> The problem: Write out each line of the records that has "below" in it.

> Records for this exercise:

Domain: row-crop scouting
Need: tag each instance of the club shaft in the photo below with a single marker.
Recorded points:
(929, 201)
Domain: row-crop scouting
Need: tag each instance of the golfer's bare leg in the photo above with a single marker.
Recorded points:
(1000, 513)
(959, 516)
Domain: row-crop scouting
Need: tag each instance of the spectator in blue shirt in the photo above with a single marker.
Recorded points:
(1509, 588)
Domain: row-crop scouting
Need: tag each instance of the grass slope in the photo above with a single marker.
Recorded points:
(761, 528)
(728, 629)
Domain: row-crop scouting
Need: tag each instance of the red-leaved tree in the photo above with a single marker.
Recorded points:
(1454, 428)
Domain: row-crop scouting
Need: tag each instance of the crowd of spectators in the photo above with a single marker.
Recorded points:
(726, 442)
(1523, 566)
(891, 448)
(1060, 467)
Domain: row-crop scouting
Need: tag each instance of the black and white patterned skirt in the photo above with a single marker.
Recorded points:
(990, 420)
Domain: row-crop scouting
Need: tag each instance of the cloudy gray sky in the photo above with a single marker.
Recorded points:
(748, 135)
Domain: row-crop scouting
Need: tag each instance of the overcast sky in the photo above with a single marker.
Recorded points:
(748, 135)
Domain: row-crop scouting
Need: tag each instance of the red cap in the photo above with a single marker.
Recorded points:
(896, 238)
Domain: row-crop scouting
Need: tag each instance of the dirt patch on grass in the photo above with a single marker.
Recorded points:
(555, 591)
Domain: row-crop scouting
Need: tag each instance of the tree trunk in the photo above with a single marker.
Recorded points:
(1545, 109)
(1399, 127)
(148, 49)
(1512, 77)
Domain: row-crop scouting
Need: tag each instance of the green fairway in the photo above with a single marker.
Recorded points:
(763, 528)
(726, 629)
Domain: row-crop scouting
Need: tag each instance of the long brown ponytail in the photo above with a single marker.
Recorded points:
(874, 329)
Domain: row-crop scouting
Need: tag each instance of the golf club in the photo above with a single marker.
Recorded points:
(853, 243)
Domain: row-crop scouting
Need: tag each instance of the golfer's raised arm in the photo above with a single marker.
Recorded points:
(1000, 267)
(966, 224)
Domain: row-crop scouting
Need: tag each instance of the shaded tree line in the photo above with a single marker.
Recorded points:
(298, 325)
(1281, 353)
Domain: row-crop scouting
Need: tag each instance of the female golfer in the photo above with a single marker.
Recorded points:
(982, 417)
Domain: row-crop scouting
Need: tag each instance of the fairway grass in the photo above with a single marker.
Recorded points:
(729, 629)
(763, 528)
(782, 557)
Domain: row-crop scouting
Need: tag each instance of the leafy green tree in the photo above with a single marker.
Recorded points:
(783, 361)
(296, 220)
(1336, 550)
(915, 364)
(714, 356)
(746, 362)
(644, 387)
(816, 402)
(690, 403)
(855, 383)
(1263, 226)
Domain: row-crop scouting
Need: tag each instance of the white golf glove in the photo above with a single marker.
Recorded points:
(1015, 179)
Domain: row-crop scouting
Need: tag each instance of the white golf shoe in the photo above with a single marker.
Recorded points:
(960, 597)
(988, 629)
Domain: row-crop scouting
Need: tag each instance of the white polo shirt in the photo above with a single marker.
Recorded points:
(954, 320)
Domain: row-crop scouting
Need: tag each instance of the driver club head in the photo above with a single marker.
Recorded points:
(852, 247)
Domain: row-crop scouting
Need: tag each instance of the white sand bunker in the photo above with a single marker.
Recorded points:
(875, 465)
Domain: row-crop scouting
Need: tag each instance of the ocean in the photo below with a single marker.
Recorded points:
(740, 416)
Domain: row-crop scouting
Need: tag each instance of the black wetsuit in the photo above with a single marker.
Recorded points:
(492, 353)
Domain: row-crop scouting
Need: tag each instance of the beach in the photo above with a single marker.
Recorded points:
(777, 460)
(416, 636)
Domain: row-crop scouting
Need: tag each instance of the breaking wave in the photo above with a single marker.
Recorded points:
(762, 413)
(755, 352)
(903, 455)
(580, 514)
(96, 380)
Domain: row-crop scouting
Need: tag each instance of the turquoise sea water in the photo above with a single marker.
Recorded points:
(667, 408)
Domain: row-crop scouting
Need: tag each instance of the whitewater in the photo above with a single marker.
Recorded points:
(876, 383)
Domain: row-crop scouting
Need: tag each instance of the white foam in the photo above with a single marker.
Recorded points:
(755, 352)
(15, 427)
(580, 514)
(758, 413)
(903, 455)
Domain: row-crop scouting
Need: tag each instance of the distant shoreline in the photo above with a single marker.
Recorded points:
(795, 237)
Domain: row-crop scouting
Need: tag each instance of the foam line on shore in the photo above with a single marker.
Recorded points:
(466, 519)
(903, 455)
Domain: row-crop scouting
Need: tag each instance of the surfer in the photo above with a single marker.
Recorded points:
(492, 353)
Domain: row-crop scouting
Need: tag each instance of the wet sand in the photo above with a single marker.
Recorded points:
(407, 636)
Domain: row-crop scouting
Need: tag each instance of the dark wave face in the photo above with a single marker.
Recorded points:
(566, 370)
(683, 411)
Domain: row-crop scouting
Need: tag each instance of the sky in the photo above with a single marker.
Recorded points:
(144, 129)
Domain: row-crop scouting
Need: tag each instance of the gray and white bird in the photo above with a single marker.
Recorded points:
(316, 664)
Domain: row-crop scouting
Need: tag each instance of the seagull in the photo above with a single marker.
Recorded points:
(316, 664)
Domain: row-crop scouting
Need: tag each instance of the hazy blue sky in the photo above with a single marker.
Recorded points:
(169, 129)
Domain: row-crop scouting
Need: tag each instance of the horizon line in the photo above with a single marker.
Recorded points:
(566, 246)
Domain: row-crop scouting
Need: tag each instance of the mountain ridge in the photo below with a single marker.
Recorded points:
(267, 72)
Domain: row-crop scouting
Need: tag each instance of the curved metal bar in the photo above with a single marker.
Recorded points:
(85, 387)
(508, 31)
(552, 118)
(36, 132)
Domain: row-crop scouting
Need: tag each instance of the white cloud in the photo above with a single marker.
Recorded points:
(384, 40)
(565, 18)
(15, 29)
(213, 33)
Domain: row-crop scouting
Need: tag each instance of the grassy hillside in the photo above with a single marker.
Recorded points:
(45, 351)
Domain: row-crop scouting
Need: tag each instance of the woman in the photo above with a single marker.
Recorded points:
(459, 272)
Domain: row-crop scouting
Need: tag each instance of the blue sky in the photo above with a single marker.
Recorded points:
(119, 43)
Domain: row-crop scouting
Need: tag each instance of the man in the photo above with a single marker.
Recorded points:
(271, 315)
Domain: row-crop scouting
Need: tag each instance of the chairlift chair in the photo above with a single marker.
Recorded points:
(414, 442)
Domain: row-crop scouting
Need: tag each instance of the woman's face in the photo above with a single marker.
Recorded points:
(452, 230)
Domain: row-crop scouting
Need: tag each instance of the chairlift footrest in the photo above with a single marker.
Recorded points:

> Answer for the task:
Need: tag each instance of the club shaft in the photo below with a single marker.
Need: tag each instance of the ocean in the photo below with a single marker.
Need: tag each instance of the mountain ridge in the photo below with a single marker.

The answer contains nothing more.